» **Set task**:
Reproduce the material starting at the line containing "Practice step: pick out every instance of the blue" and ending at the line containing "[(116, 249)]", substituting "rocky coastline" for "rocky shoreline" and leaving everything else as it is.

## Start Source material

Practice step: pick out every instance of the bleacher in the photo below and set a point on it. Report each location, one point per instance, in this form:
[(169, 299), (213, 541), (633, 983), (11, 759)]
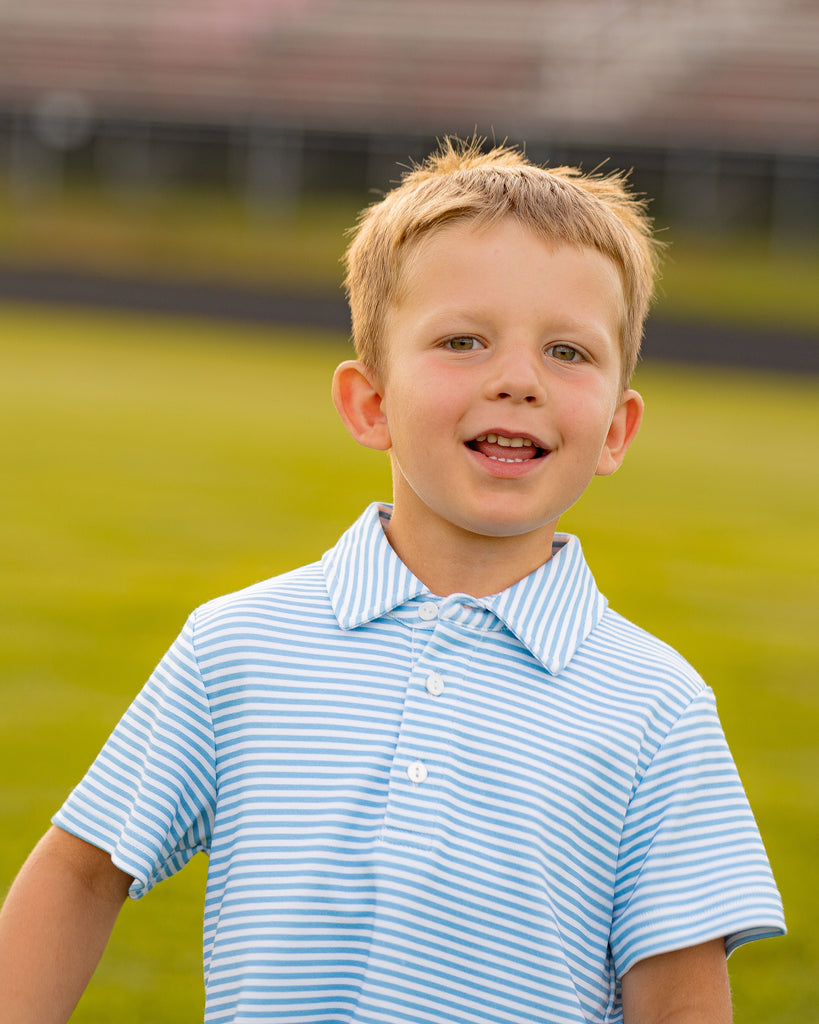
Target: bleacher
[(743, 70)]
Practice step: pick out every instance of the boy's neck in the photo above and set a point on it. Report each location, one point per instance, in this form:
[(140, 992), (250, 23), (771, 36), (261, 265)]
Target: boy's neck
[(449, 560)]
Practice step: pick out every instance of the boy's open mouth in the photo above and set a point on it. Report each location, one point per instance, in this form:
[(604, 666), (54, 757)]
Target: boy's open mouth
[(507, 449)]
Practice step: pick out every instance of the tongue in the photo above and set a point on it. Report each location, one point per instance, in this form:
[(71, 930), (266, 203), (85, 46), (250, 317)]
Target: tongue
[(500, 452)]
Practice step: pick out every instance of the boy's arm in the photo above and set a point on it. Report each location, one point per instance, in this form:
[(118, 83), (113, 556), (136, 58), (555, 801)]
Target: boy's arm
[(688, 986), (54, 926)]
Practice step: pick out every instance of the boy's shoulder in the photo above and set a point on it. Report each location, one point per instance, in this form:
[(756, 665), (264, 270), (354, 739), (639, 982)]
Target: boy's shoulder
[(638, 660), (295, 593)]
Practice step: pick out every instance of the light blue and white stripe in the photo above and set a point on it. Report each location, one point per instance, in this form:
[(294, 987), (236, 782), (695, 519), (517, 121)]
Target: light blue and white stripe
[(575, 807)]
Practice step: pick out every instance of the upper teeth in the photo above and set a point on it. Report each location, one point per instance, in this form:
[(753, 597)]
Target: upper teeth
[(506, 441)]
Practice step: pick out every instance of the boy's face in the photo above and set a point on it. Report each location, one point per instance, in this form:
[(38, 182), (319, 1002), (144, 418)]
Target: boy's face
[(502, 397)]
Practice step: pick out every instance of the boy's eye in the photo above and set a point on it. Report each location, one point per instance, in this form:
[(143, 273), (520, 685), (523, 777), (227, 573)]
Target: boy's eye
[(566, 353), (462, 343)]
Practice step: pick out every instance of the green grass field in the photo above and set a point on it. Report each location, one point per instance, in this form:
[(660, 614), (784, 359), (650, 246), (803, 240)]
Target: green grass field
[(203, 236), (152, 464)]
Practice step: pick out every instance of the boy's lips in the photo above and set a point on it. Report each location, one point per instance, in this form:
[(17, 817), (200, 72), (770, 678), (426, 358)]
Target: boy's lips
[(508, 446)]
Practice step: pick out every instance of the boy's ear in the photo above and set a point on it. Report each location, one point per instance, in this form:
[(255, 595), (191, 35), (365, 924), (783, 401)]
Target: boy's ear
[(358, 396), (622, 431)]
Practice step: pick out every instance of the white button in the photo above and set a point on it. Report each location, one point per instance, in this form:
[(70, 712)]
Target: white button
[(435, 684), (417, 772)]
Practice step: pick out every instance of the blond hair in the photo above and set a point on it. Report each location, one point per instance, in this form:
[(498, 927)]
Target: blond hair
[(462, 182)]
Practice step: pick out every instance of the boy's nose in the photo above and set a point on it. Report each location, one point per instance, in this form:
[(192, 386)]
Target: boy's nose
[(517, 379)]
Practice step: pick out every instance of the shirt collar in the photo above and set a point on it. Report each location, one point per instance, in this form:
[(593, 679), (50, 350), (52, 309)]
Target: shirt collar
[(551, 611)]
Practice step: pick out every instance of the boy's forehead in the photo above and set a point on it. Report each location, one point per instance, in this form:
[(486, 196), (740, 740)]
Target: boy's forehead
[(470, 231)]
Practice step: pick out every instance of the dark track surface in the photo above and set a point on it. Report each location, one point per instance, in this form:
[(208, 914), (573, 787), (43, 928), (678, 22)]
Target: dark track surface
[(755, 348)]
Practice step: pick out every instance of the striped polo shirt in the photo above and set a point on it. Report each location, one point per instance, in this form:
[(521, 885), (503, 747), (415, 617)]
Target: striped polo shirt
[(425, 810)]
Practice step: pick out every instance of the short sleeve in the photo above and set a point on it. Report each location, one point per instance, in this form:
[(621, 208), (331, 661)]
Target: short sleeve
[(692, 865), (148, 798)]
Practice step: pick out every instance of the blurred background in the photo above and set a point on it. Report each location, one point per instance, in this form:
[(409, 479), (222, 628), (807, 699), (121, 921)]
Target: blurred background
[(232, 141), (176, 178)]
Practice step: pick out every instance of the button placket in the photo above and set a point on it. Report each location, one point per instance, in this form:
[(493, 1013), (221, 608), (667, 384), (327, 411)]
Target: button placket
[(435, 684)]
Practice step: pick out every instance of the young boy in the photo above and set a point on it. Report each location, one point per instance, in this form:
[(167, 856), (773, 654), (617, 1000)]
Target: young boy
[(438, 779)]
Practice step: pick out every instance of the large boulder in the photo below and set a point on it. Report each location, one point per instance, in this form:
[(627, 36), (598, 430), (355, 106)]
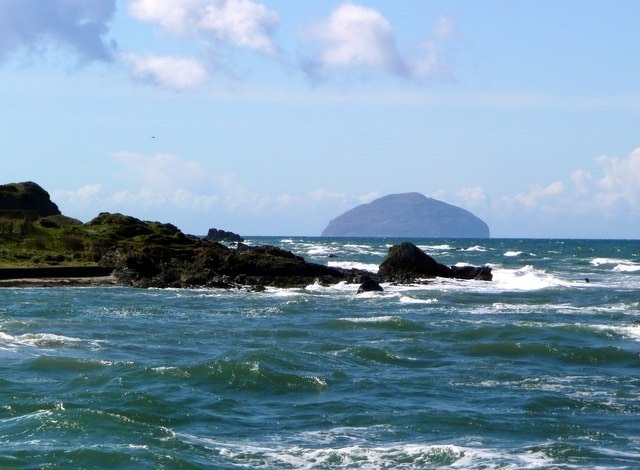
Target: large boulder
[(406, 262), (218, 235)]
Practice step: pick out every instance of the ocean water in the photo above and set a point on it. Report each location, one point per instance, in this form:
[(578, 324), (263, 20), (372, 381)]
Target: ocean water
[(537, 369)]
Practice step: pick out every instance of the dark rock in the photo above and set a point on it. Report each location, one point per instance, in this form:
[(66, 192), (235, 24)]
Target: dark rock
[(27, 197), (406, 262), (407, 215), (216, 235), (370, 285), (478, 273)]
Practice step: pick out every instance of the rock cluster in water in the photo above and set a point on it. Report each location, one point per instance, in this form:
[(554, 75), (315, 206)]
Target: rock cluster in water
[(154, 254)]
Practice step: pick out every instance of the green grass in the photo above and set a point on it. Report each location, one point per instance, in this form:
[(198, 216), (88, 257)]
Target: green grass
[(62, 241)]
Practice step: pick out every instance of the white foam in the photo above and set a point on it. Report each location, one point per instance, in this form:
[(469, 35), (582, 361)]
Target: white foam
[(475, 248), (626, 267), (378, 319), (526, 278), (627, 331), (39, 340), (359, 455), (371, 267), (405, 299)]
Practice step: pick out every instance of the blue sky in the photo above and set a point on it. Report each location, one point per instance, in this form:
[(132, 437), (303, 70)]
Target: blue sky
[(273, 117)]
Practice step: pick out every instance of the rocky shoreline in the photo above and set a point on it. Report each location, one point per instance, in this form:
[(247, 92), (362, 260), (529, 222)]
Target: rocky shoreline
[(116, 249)]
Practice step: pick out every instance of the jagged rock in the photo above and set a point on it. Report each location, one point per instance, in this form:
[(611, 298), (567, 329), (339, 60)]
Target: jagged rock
[(406, 262), (370, 285), (479, 273)]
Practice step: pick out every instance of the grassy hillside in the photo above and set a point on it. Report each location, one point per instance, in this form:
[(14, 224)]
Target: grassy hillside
[(31, 241)]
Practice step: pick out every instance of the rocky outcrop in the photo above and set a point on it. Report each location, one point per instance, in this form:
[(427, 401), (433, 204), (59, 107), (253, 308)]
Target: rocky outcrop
[(27, 197), (370, 285), (217, 235), (407, 215), (406, 262), (150, 254)]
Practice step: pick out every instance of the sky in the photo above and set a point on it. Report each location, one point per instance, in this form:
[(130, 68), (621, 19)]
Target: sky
[(274, 117)]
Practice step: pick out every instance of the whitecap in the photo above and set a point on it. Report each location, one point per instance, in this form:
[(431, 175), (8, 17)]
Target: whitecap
[(626, 267), (360, 455), (475, 248), (371, 267), (526, 278), (405, 299)]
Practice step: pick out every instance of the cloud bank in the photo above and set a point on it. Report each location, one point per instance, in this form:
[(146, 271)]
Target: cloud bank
[(241, 23), (359, 37), (350, 39), (80, 26)]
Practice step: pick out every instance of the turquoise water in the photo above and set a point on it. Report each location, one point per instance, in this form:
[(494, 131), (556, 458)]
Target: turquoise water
[(537, 369)]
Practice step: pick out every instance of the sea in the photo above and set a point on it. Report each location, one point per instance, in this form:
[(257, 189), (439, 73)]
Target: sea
[(537, 369)]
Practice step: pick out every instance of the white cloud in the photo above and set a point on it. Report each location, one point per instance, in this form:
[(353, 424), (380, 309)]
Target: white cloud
[(242, 23), (161, 171), (621, 179), (176, 73), (428, 63), (356, 36), (77, 25), (473, 196), (538, 194)]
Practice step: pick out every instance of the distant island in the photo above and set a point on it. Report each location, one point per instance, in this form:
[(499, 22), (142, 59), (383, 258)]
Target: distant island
[(38, 242), (407, 215)]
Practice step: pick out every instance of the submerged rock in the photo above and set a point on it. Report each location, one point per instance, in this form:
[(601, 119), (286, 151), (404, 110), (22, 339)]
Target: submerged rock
[(406, 262), (370, 285)]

## End Source material

» **Solution**:
Practice step: pick out every instance of the blue sky in the photo above and set a point on it. Report each location, one point per instance, in this form:
[(132, 437), (303, 70)]
Target: blue sky
[(273, 117)]
Practice step: pick out every instance of the rocky coastline in the photo above and set a point on it. Report each location, one point per instance, in this form:
[(247, 92), (362, 260), (529, 222)]
Target: rocky coastline
[(116, 249)]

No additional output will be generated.